**Required action 1:**
Answer these questions from the article on reopening Alabama schools:
(a) What name was given to the reopening plan?
(b) What is the fourth guiding principle listed?
(c) What position does Dr. Scott Harris hold?
**Required action 2:** Print the part of the article on reopening Alabama schools from "2. Be equitable." to "that are made.", word for word.
**Required action 3:** Go on with the article on reopening Alabama schools, beginning after its final sentence.

**Selected extract:**
By Michelle Key
In a relatively brief press conference last Friday, Dr. Eric Mackey, state superintendent of education, and Dr. Scott Harris, state health officer, addressed the plans to bring students back into schools for in-person learning. The plan, named ‘Roadmap to Reopening Alabama Schools’ addresses the overall guiding principals to navigating the challenges that are expected. The plan is to reopen Alabama schools this fall with in-person learning, including remote instruction availability as needed.
According to Mackey and Scott, the following five principles should guide all planning, decision making and execution of plans to return to school in the 2020-2021 school year.
1. Be transparent. Share what is known and what is not known, and be clear about what can be controlled and what is outside of a school’s control.
2. Be equitable. Center decisions on what is best for all students, families and educators.
3. Listen. Bring together diverse stakeholders and experts to understand realities on the ground and to surface creative solutions.
4. Put safety first. Leverage science, data and public health leadership to inform people of choices that are made.
5. Be decisive. Given the size and scope of the challenge, schools must move deliberately and make tough choices. Be willing to adapt when needed and be able to adapt quickly.
Plans for school systems:
“We are trying to make the best decisions we can with the data we have at the moment,” Harris said.

**Information supplied:**
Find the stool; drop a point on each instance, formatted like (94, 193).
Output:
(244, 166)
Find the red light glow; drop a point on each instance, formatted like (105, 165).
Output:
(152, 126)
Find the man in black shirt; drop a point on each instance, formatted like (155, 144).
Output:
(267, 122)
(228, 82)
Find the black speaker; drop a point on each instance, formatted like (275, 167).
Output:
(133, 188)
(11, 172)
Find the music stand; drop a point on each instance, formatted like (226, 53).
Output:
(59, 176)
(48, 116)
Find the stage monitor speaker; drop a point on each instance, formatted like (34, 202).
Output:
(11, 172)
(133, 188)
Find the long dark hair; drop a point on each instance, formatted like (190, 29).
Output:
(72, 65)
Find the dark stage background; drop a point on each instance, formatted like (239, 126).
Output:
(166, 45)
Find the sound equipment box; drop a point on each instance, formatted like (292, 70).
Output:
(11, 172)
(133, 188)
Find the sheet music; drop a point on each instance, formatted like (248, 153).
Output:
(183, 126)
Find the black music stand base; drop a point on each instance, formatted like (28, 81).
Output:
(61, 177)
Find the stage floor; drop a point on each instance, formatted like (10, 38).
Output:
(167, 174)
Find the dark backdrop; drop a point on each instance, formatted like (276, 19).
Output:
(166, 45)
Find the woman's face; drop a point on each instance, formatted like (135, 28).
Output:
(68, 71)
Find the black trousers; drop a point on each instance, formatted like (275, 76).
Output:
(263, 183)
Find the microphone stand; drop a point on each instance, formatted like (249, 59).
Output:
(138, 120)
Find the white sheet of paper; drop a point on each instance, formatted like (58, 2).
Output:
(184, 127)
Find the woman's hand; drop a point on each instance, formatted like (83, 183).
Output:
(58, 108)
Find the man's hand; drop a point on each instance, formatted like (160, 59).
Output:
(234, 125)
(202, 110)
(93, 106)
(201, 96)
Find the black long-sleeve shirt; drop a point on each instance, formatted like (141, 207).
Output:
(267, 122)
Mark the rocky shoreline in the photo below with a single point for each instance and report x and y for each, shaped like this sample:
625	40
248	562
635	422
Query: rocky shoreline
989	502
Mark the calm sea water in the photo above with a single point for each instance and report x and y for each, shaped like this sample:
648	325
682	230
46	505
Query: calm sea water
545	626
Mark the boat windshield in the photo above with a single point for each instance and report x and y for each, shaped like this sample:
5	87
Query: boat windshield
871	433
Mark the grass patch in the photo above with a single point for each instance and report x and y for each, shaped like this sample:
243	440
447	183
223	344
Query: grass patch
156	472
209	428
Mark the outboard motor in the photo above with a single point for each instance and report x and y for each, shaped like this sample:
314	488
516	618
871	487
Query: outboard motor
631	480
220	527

**Written response 1:**
(a) ‘Roadmap to Reopening Alabama Schools’
(b) Put safety first.
(c) State health officer

**Written response 2:**
2. Be equitable. Center decisions on what is best for all students, families and educators.
3. Listen. Bring together diverse stakeholders and experts to understand realities on the ground and to surface creative solutions.
4. Put safety first. Leverage science, data and public health leadership to inform people of choices that are made.

**Written response 3:**
“As we roll the roadmap out, the path forward as we plan for the upcoming school year, now for the local school systems is to develop those on the ground responses, their [local school systems] plan for what that will look like,” Mackey said. “For instance, remote learning; in some communities, about 3% of parents have told us that they will choose remote learning, from day 1… in other communities it’s 80%. So that obviously is a difference in the number of teachers that you’re going to need to do the remote learning. We are encouraging them [systems] to go ahead and be thinking about how many teachers need the professional development to push out that curriculum, to teach those lessons remotely. You can always overtrain.,” Mackey continued.
While discussing plans and procedures for keeping schools as clean as possible, Mackey pointed out that many of the policies may already be in place due to implementing sanitation policies during past flu seasons. “Many of these practices have become more normal to us the past few years because of the flu outbreaks. Public health has been great about helping us think through mitigate of the flu. We have gotten better about thinking about how we mitigate the spread of flu and many of those same practices are things that we will have to put in place on a regular basis this school year,” Mackey added.
Screening for illness:
The screening process has to begin at home. Mackey stressed that parents must screen their children. “We need parents need to check temperature, we need parents to check for symptoms and cough and those kind of things; not put children on the bus, not bring their children to school in a car and drop them off if they are experiencing new onset of symptoms that are unexplained,” Mackey said. “First set of screening starts at home.”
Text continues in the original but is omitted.